### INFORMATION PROVIDED
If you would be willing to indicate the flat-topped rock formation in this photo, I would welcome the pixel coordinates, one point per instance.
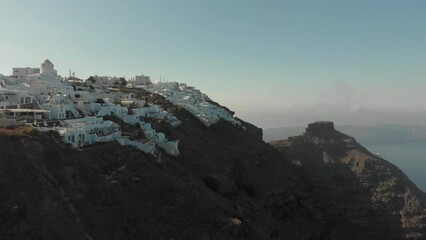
(355, 188)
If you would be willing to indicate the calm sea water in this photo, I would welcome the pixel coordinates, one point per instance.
(409, 157)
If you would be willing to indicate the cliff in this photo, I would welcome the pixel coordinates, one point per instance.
(225, 184)
(354, 188)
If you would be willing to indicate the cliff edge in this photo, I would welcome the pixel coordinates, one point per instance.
(355, 188)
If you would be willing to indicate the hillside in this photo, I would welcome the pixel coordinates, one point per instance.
(356, 188)
(226, 183)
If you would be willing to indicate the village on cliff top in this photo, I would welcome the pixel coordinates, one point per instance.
(81, 111)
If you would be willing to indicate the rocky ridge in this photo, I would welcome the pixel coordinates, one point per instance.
(225, 184)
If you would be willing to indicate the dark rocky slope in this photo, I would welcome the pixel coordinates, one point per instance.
(226, 184)
(354, 188)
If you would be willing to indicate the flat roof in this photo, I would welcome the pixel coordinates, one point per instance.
(19, 110)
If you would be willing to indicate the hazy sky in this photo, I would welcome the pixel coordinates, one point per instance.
(271, 57)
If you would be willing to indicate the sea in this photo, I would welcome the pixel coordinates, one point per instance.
(409, 157)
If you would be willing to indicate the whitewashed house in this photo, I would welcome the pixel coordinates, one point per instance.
(89, 130)
(23, 72)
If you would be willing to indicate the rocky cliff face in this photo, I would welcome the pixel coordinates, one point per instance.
(354, 188)
(226, 184)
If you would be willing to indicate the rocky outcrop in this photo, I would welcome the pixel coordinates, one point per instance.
(354, 188)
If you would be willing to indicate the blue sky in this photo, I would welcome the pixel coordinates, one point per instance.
(257, 57)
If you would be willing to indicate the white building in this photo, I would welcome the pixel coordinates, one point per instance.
(104, 80)
(47, 68)
(23, 72)
(142, 80)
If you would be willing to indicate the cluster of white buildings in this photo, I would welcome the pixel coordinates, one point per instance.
(199, 104)
(44, 100)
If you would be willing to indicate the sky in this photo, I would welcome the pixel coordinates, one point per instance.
(275, 63)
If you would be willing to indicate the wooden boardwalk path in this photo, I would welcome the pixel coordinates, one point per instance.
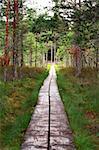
(49, 127)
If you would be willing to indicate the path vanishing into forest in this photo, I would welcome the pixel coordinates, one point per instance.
(49, 127)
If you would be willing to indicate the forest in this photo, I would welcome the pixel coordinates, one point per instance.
(66, 35)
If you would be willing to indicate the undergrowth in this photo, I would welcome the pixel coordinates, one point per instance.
(81, 102)
(17, 102)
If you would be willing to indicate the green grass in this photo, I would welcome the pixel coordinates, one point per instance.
(81, 101)
(17, 102)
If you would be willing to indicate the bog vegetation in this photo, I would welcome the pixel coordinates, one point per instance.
(28, 41)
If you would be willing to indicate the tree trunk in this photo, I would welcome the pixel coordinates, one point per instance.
(31, 57)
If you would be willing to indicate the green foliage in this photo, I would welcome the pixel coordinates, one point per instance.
(17, 102)
(80, 96)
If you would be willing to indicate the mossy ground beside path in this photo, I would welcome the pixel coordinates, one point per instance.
(81, 101)
(17, 102)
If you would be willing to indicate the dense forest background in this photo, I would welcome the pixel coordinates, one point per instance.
(26, 37)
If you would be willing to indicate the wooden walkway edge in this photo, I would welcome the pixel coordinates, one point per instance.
(49, 126)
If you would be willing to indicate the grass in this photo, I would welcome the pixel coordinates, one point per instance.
(81, 102)
(17, 102)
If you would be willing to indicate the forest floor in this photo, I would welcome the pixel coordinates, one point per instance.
(81, 101)
(17, 102)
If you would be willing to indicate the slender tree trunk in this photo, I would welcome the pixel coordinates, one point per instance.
(31, 52)
(36, 54)
(97, 59)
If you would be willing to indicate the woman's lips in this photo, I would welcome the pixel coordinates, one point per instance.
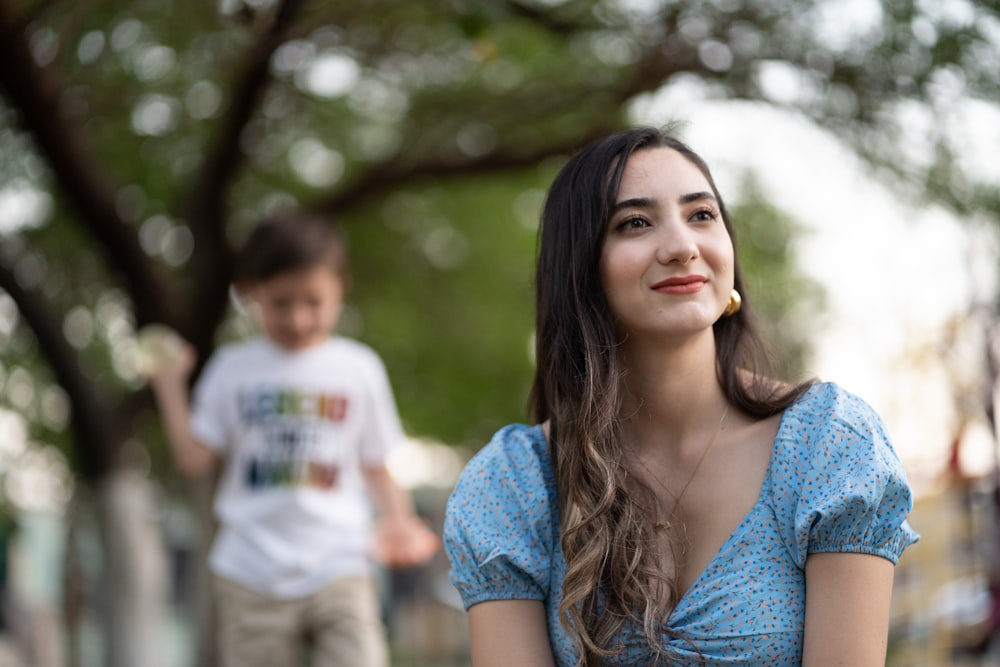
(681, 285)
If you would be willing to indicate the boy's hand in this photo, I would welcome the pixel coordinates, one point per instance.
(162, 355)
(404, 542)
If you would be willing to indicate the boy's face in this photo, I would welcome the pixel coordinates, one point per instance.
(298, 309)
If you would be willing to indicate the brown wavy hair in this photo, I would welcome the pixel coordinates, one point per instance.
(613, 577)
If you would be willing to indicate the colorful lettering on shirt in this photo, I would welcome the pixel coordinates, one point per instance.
(263, 474)
(266, 403)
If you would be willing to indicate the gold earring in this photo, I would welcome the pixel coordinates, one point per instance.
(734, 305)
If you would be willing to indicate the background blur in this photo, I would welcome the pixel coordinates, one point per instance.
(855, 141)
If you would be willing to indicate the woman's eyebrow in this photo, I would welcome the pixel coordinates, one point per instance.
(696, 196)
(634, 202)
(650, 202)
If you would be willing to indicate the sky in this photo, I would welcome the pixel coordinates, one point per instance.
(895, 273)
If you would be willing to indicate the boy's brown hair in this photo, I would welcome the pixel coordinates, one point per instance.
(290, 240)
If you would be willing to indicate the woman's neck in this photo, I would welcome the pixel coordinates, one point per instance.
(671, 391)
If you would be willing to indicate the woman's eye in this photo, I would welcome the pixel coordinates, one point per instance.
(632, 223)
(704, 215)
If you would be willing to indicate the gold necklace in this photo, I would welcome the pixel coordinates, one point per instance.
(666, 524)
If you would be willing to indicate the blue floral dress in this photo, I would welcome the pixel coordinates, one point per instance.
(833, 484)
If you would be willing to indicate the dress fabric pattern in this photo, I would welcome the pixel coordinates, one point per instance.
(833, 484)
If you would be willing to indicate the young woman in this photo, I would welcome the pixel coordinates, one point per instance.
(674, 503)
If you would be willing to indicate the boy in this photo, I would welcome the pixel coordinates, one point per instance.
(304, 422)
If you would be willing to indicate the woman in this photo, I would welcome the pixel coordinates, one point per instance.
(674, 504)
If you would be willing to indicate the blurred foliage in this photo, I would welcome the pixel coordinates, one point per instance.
(140, 139)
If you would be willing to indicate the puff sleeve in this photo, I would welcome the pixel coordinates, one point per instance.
(838, 484)
(501, 523)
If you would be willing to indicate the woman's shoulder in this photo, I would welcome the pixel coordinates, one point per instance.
(517, 452)
(827, 405)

### ACTION ITEM
With the pictures excluded, restate the material exactly as it stands.

### WRITTEN RESPONSE
If you would be willing to indicate the flat-topped rock formation in this photo, I would welcome the pixel coordinates, one point per instance.
(355, 188)
If you would be willing to indicate the calm sea water in this photo, I would welcome the pixel coordinates, one point per instance.
(409, 157)
If you would be willing to indicate the cliff in this photo, I would welcome the pixel coordinates, one point per instance.
(225, 184)
(354, 188)
If you would be willing to indicate the cliff edge in this photo, I would welcome the pixel coordinates, one point per instance.
(355, 188)
If you would be willing to indicate the hillside in this photo, I would welcome the pixel coordinates, one point per instance.
(356, 188)
(226, 183)
If you would be willing to indicate the village on cliff top in this photo, I would welcome the pixel coordinates, one point per instance.
(81, 111)
If you would be willing to indicate the rocky ridge in this photo, I would welcome the pixel coordinates, one point per instance.
(225, 184)
If you would be willing to indicate the dark rocky slope in this photo, I would welcome the pixel coordinates, one point per instance.
(226, 184)
(354, 188)
If you would be willing to indicate the flat roof in this photo, I would welcome the pixel coordinates, one point per instance.
(19, 110)
If you would be willing to indicate the hazy sky in this photo, I would welcome the pixel coordinates, one point per instance.
(271, 57)
If you would be willing to indicate the sea in this photo, I would welcome the pixel coordinates, one point per instance.
(409, 157)
If you would be willing to indicate the whitewashed house in this photo, I would welcome the pixel coordinates, one point per instance.
(89, 130)
(23, 72)
If you would be willing to indicate the rocky cliff face in this photo, I would welcome the pixel coordinates, one point per instance.
(354, 188)
(226, 184)
If you would be willing to indicate the rocky outcrop in this photo, I would welcome the pixel coordinates, one point per instance.
(354, 188)
If you would be willing to indicate the blue sky in this photo, I would welcome the pixel coordinates, one point per instance.
(257, 57)
If you would be willing to indicate the white building in this photo, I would welcome the pixel coordinates, one point per instance.
(104, 80)
(47, 68)
(23, 72)
(142, 80)
If you would be willing to indicate the cluster of white buildings in this photo, I would welcome the pixel coordinates, one point per instance.
(199, 104)
(44, 100)
If you would be willing to indicate the sky in this photo, I would welcome the pixel coordinates, one point per instance.
(275, 63)
If you would be willing to indicate the wooden boardwalk path in this photo, I would welcome the pixel coordinates, one point per instance.
(49, 127)
If you would be willing to indicate the path vanishing into forest in this photo, I would welcome the pixel coordinates, one point per instance.
(49, 127)
If you would be willing to indicate the forest in this photo, I would welcome the pixel coordinates, one point per instance.
(66, 35)
If you would be willing to indicate the undergrowth in this photo, I would welcome the pixel coordinates, one point per instance.
(81, 102)
(17, 102)
If you would be willing to indicate the green grass in this photo, I would welcome the pixel coordinates, one point per instance.
(81, 101)
(17, 102)
If you would be willing to indicate the bog vegetation in this photo, I would welcome the pixel coordinates, one point per instance.
(28, 41)
If you would be willing to indicate the tree trunk in this photo, I would welcome the pixel coordinates, one point per instance.
(31, 57)
If you would be willing to indicate the green foliage in this photo, I would welcome the pixel coordinates, one point per instance.
(17, 102)
(80, 96)
If you would be willing to indicate the mossy ground beside path in this photo, I would welcome the pixel coordinates, one point per instance.
(81, 101)
(17, 102)
If you would be willing to indicate the dense forest background in this photo, I would welcome the pixel coordinates, one point per instance.
(26, 37)
If you would be willing to indicate the wooden walkway edge in this photo, I would welcome the pixel coordinates, one point per instance.
(49, 126)
If you would be willing to indicate the grass in this photo, I would welcome the pixel coordinates, one point per instance.
(81, 102)
(17, 102)
If you would be willing to indicate the forest floor in this photo, I would welcome the pixel coordinates, one point per instance.
(81, 101)
(17, 102)
If you would be willing to indicate the slender tree trunk in this photo, I would welcome the pixel coordinates, one point per instance.
(31, 52)
(36, 54)
(97, 59)
If you would be willing to indicate the woman's lips in this photo, I would welcome the pixel coordinates, one point per instance.
(681, 285)
If you would be willing to indicate the boy's hand in this photo, I would welcome the pixel coordinates, one point per instance.
(162, 355)
(404, 542)
If you would be willing to indicate the boy's face in this photo, I would welcome the pixel coordinates, one point per instance.
(298, 309)
If you would be willing to indicate the brown wavy hair in this photo, I would welcome the pixel coordinates, one point per instance.
(613, 577)
If you would be willing to indicate the colorful lettering on shirt in this photo, I would welcome the pixel coordinates, one point per instance.
(263, 474)
(266, 403)
If you would be willing to indicate the gold earring in this photo, I would welcome the pixel coordinates, one point per instance.
(734, 305)
If you would be willing to indicate the background blur in this photo, I would welcome the pixel coordinates, one point per instance.
(855, 141)
If you would be willing to indicate the woman's eyebrow in this photo, I would welcome the pixel coordinates, one point per instance.
(696, 196)
(634, 202)
(650, 202)
If you would be willing to indicate the sky in this photo, I would welcome the pixel coordinates, one point per instance.
(895, 273)
If you would be willing to indicate the boy's brown hair in this photo, I would welcome the pixel coordinates, one point per instance.
(290, 240)
If you would be willing to indicate the woman's neck in this photo, I would welcome the pixel coordinates, one point per instance.
(671, 391)
If you would be willing to indicate the woman's eye in this photo, I would welcome the pixel coordinates, one point per instance.
(632, 223)
(704, 215)
If you would be willing to indicate the gold necklace in this photo, I would welcome the pixel coordinates, one point per instance.
(666, 524)
If you would be willing to indicate the blue floral dress in this photo, I would welcome the pixel coordinates, one point per instance.
(833, 484)
If you would be willing to indicate the dress fabric pattern in this photo, I would welcome the pixel coordinates, one point per instance.
(833, 484)
If you would be willing to indicate the young woman in this photo, I would welcome the pixel coordinates, one point per instance.
(674, 503)
If you would be willing to indicate the boy in this photo, I would welcome the pixel coordinates, one point per instance.
(304, 422)
If you would be willing to indicate the woman in this photo, I would welcome the pixel coordinates, one point per instance.
(674, 504)
If you would be willing to indicate the blurred foliage in this photo, I would welcome the pixel coordinates, one point per instance.
(140, 139)
If you would be willing to indicate the puff sleeve in this photo, I would welcome the pixel coordinates, one point per instance.
(838, 484)
(501, 523)
If you would be willing to indicate the woman's shoulder in this photo, I would welcome the pixel coordinates, one point per instance.
(517, 452)
(827, 405)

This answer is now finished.